**GIVEN TEXT**
This topic gets a bit hairy for sure. However i have read lots of threads and started one of my own not to long ago about the Mikado, Since i am looking for one myself. Theres tons of pictures and advice about this all over the place. To shorten all that reading into a few sentences i would say... 

The old drives had a coupling between the drive shaft that caused two problems.. 
1- couplings where pressed onto the shaft in hopes friction would not let them slip.....fail 
2- couplings used a star shaped drive that would strip out. 

The new drives 
1- the couplings are still a press fit but the drive shafts are square at the ends. The hole that accepts the shaft in the coupling is square also. So square shaft in a square hole can't spin... 
2 - Changed the star shape coupling to a lug type style. I dont know the proper word for it... They only changed one of the couplings ,the other two are still the star shape. Yet to be determind if thats a problem.. 


However all this means. The new drives hold up nicely if not abused and put under heavy loads. Some people claim that the wheels spin on the axels causing them to go out of quarter. Again i think you REALLY have to be working this engine for that to happen. 

As mentioned earlier, they have a hard time straighting out after they go through a curve. Drives some people nuts. 

The french Mikado has the new drive so dont worry. You should be fine. It was only the early runs that had the old drive and problems. Im still waiting on the right one for me ... has not came along yet. The Roundhouse RnR


----------



## du-bousquetaire (Feb 14, 2011)

**TASK REQUIREMENTS**
Will you transcribe the Mikado post between "The old drives" and "thats a problem..", inclusive? The data that comes next is separate from the Mikado post.

Entries for identifying locations:
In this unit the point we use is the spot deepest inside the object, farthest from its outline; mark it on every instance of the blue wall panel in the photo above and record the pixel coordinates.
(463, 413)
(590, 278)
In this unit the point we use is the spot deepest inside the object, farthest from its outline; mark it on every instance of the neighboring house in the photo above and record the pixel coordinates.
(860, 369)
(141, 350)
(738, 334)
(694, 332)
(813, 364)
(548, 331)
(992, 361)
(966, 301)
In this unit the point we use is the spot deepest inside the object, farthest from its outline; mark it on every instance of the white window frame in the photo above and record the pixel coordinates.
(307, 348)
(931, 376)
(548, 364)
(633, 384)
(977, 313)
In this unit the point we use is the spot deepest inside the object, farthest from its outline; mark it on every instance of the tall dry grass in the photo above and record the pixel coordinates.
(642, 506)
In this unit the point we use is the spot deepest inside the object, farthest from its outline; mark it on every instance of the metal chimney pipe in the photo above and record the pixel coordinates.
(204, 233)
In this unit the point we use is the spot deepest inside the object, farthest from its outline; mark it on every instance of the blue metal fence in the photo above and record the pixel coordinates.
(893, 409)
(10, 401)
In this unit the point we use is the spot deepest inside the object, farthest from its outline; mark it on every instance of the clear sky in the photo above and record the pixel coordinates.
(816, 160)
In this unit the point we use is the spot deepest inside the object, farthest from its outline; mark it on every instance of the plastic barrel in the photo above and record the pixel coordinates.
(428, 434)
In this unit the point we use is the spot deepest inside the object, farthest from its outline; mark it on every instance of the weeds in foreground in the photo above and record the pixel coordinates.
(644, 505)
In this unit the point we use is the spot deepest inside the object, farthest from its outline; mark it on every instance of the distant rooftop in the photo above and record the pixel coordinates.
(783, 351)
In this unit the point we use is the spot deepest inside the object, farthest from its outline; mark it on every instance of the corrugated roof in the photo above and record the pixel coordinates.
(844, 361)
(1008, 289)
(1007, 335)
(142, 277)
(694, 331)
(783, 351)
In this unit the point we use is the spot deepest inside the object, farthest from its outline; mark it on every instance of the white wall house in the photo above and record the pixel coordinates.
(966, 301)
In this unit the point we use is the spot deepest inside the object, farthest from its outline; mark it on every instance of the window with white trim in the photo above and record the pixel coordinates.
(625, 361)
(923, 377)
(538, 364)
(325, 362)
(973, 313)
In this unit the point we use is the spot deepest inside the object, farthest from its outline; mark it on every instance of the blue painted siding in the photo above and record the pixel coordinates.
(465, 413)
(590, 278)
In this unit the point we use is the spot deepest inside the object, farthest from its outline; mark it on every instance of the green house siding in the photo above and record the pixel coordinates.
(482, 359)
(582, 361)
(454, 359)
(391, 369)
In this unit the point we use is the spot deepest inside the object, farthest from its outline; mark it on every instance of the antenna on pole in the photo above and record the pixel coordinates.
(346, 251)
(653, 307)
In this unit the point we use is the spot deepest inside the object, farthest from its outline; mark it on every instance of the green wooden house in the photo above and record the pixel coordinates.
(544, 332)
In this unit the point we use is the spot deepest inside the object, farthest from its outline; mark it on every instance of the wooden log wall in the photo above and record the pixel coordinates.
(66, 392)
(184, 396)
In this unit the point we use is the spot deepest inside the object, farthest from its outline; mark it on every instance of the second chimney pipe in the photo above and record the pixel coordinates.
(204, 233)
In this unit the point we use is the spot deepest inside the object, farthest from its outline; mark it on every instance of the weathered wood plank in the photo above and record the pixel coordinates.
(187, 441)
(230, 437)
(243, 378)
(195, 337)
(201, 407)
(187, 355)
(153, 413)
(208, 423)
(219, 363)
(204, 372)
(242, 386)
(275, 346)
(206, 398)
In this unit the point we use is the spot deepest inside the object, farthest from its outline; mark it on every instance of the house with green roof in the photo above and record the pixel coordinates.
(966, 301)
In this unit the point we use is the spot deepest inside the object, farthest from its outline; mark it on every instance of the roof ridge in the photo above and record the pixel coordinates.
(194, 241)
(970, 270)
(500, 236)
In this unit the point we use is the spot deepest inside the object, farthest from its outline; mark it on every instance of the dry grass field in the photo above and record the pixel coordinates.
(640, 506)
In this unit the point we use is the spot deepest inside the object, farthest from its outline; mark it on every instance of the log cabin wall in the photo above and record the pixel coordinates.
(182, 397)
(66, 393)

**RESPONSE BELOW**
The old drives had a coupling between the drive shaft that caused two problems.. 
1- couplings where pressed onto the shaft in hopes friction would not let them slip.....fail 
2- couplings used a star shaped drive that would strip out. 

The new drives 
1- the couplings are still a press fit but the drive shafts are square at the ends. The hole that accepts the shaft in the coupling is square also. So square shaft in a square hole can't spin... 
2 - Changed the star shape coupling to a lug type style. I dont know the proper word for it... They only changed one of the couplings ,the other two are still the star shape. Yet to be determind if thats a problem..